## Exercise data

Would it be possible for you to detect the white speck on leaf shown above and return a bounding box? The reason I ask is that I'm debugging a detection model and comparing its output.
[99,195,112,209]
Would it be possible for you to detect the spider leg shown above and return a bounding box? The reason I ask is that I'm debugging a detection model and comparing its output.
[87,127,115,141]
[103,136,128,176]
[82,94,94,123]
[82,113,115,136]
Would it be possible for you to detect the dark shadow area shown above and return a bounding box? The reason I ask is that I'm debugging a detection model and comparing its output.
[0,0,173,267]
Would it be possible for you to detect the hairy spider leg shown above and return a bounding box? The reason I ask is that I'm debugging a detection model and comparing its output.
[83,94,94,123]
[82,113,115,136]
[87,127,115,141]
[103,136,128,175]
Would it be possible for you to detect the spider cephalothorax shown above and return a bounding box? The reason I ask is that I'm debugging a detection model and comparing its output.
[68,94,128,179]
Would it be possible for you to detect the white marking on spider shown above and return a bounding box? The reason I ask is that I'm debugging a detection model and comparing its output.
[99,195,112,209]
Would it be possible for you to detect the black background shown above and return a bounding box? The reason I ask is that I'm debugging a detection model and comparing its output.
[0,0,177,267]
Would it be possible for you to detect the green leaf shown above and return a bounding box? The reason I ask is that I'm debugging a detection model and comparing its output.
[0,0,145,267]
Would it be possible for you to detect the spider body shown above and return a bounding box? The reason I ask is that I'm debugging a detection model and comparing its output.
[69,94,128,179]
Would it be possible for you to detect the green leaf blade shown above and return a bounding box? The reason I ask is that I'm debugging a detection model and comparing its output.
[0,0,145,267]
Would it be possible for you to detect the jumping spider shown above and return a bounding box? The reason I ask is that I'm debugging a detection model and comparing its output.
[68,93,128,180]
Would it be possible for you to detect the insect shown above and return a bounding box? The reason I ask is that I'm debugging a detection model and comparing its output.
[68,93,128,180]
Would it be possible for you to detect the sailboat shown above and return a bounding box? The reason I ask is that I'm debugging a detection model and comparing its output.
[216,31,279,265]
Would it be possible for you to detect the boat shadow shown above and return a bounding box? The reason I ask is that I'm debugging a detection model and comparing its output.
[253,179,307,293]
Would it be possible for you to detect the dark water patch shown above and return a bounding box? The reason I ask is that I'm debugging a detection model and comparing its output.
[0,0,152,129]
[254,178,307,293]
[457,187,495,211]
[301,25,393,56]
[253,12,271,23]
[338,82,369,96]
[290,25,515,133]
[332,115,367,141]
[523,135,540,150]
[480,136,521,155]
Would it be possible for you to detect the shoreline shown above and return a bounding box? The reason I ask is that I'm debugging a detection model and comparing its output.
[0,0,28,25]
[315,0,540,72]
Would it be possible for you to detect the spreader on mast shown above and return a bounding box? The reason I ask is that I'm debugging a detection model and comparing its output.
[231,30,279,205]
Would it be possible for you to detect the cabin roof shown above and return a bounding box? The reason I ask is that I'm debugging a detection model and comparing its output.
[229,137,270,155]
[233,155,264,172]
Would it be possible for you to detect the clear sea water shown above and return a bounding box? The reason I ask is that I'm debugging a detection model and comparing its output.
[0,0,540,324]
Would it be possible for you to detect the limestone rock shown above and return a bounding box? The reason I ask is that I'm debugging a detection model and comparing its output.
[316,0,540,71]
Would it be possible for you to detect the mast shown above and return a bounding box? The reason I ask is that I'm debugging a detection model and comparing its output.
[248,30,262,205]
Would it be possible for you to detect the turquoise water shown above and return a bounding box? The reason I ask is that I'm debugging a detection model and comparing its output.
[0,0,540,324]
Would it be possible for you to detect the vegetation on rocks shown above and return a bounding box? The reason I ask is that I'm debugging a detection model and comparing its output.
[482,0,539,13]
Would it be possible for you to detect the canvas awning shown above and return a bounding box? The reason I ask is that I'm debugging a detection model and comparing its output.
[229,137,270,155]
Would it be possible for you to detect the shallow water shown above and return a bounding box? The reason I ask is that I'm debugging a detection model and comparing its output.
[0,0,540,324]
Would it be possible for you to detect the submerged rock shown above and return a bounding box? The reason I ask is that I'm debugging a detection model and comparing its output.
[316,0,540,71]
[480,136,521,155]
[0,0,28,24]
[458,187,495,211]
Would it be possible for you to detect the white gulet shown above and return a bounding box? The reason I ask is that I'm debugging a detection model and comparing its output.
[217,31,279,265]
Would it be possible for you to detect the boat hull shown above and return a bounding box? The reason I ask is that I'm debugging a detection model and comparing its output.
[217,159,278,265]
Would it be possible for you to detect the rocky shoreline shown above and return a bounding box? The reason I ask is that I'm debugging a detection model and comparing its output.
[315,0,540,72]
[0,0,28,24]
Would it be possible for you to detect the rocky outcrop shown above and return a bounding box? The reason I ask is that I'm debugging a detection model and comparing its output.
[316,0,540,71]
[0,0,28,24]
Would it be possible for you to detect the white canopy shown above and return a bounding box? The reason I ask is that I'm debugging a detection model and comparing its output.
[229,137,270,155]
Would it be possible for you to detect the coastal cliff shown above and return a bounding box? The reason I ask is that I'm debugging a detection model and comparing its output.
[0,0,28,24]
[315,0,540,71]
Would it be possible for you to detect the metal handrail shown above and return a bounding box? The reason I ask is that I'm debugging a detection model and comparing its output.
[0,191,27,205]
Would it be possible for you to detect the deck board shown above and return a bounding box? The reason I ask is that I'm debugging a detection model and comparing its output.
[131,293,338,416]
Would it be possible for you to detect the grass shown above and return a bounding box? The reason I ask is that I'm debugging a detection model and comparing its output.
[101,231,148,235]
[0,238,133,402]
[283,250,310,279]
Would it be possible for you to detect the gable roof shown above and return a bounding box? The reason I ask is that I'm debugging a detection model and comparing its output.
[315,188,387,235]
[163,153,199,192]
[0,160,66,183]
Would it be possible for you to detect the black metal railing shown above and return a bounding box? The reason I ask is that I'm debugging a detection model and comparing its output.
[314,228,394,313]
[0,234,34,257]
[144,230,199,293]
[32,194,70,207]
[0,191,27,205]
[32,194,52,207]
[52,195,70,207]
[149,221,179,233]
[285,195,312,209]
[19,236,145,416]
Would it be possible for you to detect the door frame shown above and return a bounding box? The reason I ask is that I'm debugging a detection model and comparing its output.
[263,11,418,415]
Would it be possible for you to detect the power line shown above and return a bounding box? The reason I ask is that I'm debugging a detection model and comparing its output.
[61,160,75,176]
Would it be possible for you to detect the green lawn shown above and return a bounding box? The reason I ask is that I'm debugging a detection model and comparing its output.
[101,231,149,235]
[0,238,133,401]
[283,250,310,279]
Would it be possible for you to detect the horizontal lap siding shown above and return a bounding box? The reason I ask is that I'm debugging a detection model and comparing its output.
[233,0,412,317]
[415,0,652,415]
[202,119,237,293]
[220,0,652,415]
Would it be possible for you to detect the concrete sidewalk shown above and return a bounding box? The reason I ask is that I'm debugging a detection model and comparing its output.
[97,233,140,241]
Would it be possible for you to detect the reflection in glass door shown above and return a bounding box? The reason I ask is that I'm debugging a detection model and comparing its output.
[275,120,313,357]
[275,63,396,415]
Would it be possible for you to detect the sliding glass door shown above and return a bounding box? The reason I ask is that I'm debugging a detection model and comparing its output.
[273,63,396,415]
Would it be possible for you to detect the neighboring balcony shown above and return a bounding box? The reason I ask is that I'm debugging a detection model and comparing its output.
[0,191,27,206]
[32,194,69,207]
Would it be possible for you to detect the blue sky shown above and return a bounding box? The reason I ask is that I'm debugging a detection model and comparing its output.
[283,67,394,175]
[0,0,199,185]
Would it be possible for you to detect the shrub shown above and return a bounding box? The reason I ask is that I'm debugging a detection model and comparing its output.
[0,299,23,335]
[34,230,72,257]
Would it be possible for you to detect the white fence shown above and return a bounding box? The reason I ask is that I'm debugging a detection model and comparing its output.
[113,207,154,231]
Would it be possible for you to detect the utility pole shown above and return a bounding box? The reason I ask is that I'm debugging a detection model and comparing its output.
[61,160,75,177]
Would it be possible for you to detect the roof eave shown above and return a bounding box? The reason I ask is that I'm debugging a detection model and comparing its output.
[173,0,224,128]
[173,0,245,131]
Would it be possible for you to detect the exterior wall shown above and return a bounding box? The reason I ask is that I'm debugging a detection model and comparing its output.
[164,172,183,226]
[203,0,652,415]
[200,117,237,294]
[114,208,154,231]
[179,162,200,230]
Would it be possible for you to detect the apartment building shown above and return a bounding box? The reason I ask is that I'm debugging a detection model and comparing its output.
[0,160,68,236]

--

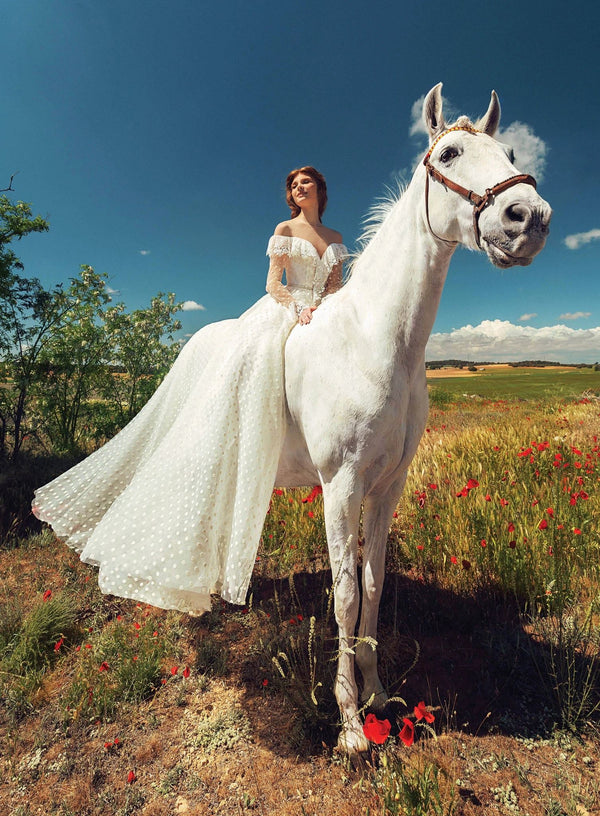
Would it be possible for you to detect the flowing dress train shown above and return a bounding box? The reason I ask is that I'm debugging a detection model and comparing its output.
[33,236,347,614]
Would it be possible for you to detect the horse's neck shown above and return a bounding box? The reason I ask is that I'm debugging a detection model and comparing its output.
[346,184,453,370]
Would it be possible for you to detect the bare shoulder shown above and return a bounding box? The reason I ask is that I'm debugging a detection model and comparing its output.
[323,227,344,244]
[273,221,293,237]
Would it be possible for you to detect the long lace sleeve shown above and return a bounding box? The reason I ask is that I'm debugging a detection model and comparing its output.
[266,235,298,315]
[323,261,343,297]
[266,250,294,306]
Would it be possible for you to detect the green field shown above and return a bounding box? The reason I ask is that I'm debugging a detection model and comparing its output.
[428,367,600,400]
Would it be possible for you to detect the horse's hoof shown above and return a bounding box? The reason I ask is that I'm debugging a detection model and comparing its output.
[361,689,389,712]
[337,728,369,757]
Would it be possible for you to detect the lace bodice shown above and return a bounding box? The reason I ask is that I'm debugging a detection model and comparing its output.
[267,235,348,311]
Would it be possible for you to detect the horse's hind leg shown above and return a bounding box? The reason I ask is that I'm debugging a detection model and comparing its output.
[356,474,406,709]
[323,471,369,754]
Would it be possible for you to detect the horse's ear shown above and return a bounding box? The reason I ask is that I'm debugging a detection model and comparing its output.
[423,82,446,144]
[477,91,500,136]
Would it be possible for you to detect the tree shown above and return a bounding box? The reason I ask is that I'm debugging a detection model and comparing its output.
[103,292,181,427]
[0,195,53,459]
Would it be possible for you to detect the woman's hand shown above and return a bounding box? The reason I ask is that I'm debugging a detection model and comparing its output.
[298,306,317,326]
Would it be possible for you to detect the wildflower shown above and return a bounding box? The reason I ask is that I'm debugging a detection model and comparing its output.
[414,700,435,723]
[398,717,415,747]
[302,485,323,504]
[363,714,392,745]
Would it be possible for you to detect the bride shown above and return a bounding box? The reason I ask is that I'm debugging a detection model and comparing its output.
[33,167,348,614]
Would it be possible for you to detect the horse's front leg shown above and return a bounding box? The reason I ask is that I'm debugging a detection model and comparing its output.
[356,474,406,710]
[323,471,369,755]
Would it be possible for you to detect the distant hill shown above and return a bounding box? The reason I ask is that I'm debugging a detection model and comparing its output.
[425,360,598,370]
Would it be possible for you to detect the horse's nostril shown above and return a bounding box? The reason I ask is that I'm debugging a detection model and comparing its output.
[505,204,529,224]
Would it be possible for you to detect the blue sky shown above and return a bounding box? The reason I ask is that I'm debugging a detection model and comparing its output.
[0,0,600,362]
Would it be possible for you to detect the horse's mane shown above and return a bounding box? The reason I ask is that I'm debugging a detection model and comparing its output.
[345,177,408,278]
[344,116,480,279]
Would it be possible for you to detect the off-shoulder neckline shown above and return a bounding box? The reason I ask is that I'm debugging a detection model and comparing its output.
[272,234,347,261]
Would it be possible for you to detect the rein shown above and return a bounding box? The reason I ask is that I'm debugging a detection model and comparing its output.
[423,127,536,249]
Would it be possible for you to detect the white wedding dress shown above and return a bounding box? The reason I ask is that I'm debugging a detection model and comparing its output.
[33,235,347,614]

## What the task asks
Copy the records from the line with "Would it be possible for you to detect the white fence" up to and including the line with "[113,207,154,231]", reproducing each line without change.

## Written solution
Would it be possible for you to detect the white fence shown above and return a bounding box? The reason I ask is that I'm debugging a detection model and comparing its output.
[113,207,154,231]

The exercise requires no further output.